He writes of the emerging radicalism of young people in SF high schools and at San Francisco State, which non-locals might be less familiar with (compared to Berkeley and nearby Stanford). SFS students planned and carried out not one but two occupations of Alcatraz Island, populated the Haight and other neighborhoods, and pulled off the longest student strike in US history.

These revolutionaries were working class and of every color and creed. African Americans taking their centuries-long protest of racism to new heights. American Indians invoking the resistance of their 19th century ancestors. Asian Americans in what was then, at least, their unofficial American capital. Chicanos, Cubanos, and Central Americans. Working class whites. Women. Homosexuals and sex radicals. Environmentalists. It can be easy to forget the breadth and depth of the social movements that erupted in the 1960s and carried well into the 1970s.

▶ **What the task requires**:
Please copy out the passage above on 1960s radicalism in San Francisco word for word.

▶ **Entries supplied**:
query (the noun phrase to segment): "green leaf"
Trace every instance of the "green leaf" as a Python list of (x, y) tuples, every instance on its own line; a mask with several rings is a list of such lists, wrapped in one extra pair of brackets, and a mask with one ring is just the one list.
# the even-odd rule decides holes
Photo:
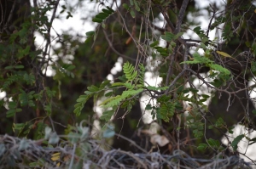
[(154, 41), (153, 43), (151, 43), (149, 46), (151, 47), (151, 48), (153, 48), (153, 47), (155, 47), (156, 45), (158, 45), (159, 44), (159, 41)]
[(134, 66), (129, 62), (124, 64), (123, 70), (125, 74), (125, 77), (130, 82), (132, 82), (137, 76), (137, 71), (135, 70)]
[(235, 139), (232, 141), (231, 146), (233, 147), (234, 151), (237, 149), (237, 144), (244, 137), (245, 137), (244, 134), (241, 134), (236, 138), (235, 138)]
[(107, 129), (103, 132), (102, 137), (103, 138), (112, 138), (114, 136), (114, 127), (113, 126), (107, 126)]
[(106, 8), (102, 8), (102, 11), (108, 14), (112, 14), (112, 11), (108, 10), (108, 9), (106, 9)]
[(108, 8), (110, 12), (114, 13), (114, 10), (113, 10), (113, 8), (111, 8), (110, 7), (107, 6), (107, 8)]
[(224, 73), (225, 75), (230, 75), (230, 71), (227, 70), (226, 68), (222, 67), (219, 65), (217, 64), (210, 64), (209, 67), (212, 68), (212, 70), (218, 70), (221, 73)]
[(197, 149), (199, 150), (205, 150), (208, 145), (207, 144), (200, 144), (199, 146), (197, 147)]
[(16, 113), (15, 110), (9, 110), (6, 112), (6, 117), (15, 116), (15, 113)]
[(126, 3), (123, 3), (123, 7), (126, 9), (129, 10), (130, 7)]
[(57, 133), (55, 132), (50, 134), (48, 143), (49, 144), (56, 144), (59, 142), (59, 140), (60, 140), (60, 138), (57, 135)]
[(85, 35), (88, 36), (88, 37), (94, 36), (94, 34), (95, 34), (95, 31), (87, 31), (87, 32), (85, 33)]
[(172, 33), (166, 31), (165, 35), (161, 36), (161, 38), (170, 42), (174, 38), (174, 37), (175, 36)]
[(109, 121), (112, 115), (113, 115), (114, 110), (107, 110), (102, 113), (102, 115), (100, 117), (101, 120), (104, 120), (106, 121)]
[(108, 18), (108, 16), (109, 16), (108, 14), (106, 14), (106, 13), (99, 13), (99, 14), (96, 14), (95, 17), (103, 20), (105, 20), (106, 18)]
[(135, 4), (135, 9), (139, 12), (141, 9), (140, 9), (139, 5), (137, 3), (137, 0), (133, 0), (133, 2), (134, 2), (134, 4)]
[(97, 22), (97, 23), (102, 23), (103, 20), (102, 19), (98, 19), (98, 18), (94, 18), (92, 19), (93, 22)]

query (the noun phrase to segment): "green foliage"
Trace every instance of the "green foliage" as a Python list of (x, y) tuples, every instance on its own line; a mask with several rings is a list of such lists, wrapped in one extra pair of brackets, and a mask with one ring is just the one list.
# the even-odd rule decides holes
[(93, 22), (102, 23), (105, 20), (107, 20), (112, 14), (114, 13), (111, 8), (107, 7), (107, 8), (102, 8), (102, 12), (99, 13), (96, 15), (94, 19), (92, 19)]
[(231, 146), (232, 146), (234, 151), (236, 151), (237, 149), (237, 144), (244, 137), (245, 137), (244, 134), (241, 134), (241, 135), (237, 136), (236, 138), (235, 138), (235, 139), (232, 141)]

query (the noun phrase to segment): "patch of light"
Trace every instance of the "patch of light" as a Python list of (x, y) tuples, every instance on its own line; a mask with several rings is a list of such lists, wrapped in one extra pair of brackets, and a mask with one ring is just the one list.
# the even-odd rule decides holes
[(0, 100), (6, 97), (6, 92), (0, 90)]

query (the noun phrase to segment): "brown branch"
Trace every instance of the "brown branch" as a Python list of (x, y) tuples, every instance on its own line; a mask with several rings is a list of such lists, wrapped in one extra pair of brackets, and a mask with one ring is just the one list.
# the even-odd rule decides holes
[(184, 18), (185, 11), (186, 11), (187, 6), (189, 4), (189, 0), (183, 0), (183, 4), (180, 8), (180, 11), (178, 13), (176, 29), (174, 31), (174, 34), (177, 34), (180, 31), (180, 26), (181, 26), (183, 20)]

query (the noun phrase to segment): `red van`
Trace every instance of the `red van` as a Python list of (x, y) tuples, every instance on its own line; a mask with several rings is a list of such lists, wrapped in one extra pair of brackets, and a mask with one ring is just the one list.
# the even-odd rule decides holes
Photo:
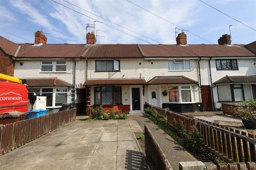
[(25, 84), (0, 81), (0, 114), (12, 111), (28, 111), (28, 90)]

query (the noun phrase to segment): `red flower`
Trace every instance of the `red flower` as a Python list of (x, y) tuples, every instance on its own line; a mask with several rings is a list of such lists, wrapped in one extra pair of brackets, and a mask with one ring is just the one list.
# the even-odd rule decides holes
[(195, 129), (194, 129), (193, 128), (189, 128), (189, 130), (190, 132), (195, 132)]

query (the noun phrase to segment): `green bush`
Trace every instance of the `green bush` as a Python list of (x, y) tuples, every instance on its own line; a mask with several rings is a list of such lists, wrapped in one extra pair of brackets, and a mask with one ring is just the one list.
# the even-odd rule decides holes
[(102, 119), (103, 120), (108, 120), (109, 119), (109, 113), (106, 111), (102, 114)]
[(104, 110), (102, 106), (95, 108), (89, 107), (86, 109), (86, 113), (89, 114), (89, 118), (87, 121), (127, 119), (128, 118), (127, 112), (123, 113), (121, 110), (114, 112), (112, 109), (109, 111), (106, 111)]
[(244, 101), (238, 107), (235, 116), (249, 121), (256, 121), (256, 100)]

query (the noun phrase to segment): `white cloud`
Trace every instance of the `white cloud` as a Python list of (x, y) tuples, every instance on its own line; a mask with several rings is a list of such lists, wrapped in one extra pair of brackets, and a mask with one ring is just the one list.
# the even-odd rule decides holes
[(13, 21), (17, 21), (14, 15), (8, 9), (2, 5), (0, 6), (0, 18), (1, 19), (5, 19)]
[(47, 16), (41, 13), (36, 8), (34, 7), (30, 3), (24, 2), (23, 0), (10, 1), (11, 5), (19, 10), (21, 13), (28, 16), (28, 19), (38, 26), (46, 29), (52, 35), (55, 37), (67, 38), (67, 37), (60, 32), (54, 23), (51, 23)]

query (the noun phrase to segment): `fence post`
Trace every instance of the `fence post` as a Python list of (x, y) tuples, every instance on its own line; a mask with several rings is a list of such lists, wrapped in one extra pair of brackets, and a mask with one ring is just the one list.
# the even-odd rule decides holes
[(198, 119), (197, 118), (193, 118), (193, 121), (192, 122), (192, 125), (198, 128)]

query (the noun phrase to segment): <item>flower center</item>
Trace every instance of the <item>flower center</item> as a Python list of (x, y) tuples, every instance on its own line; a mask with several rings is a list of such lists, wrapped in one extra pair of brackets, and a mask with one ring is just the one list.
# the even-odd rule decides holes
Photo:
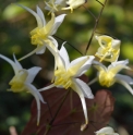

▶ **Exercise output**:
He writes of the emerging radicalism of young people in SF high schools and at San Francisco State, which non-locals might be less familiar with (compared to Berkeley and nearby Stanford). SFS students planned and carried out not one but two occupations of Alcatraz Island, populated the Haight and other neighborhoods, and pulled off the longest student strike in US history.

These revolutionaries were working class and of every color and creed. African Americans taking their centuries-long protest of racism to new heights. American Indians invoking the resistance of their 19th century ancestors. Asian Americans in what was then, at least, their unofficial American capital. Chicanos, Cubanos, and Central Americans. Working class whites. Women. Homosexuals and sex radicals. Environmentalists. It can be easy to forget the breadth and depth of the social movements that erupted in the 1960s and carried well into the 1970s.